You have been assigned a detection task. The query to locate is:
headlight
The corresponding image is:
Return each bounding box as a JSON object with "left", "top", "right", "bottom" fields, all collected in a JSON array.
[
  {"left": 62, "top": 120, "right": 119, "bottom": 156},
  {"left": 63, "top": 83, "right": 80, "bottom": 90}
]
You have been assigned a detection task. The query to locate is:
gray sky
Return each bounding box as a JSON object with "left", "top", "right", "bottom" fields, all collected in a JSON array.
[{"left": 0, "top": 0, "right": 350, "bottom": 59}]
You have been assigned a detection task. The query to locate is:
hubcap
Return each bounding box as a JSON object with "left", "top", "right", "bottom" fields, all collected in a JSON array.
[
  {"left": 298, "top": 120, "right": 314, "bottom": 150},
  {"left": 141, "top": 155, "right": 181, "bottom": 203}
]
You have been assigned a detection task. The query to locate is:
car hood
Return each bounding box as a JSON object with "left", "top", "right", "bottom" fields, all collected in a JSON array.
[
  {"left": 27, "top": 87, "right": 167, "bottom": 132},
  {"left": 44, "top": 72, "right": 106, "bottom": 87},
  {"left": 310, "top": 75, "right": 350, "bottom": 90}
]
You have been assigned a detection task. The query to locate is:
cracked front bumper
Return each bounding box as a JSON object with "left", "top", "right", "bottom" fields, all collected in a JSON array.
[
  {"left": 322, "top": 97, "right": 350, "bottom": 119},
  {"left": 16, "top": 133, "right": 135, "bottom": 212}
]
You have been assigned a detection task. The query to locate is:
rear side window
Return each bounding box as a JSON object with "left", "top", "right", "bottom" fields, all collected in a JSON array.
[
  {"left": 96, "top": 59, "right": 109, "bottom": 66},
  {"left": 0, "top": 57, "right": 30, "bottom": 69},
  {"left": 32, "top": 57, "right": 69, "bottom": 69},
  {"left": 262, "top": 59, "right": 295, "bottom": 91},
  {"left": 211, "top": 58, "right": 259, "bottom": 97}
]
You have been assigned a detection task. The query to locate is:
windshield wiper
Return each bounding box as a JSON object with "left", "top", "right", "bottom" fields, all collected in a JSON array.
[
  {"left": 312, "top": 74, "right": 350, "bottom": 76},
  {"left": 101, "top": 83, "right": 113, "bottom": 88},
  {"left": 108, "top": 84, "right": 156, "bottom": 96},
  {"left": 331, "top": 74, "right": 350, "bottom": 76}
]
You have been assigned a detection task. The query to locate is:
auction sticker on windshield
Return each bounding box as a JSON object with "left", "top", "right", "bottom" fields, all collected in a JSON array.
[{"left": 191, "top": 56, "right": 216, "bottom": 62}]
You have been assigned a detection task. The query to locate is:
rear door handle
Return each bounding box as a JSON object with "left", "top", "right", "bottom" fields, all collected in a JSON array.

= = = = =

> **GOAL**:
Collect every line of the entries above that contains the word "windshield", and copy each one out in full.

> **RESULT FOR THIS EXERCISE**:
windshield wiper
auction sticker on windshield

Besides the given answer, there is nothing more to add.